**YOUR OBJECTIVE:**
Reproduce all of the material below line for line, without changing a single character.

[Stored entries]
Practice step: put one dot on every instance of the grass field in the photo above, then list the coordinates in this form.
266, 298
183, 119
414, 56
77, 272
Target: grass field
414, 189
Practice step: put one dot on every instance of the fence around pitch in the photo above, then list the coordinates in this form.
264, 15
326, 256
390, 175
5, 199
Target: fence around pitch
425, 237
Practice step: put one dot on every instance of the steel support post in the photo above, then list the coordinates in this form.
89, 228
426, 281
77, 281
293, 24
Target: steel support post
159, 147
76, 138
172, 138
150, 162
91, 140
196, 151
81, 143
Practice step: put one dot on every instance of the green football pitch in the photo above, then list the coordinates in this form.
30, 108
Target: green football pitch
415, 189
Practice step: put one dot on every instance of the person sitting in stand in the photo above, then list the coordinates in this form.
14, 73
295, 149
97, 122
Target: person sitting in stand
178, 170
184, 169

**PROBLEM SOLUTION:**
Practice step: put one dot on every instance of the grass field in the photo above, then list the coordinates in this form.
266, 298
183, 119
414, 56
77, 272
Target: grass field
414, 189
Practice step: put one dot on every instance of the fence around pitch in the photo above, then list the coordinates in this form.
264, 15
326, 256
390, 175
5, 199
Target: fence around pitch
425, 237
Practice step: put one dot on every instance of the steel support post in the photo above, then list the coordinates in this form.
89, 228
426, 281
77, 281
293, 24
Target: steel support post
159, 147
76, 138
172, 138
150, 162
91, 140
196, 151
81, 143
Practice step: put one dot on every instance of the green football pitch in the photo above, then list the coordinates in this form.
30, 108
Target: green football pitch
415, 189
Practice step: put one dot on every instance of the person sitting in stand in the photo above, then list the coordinates in this form.
14, 73
295, 149
97, 122
Target: person sitting in stand
178, 170
184, 169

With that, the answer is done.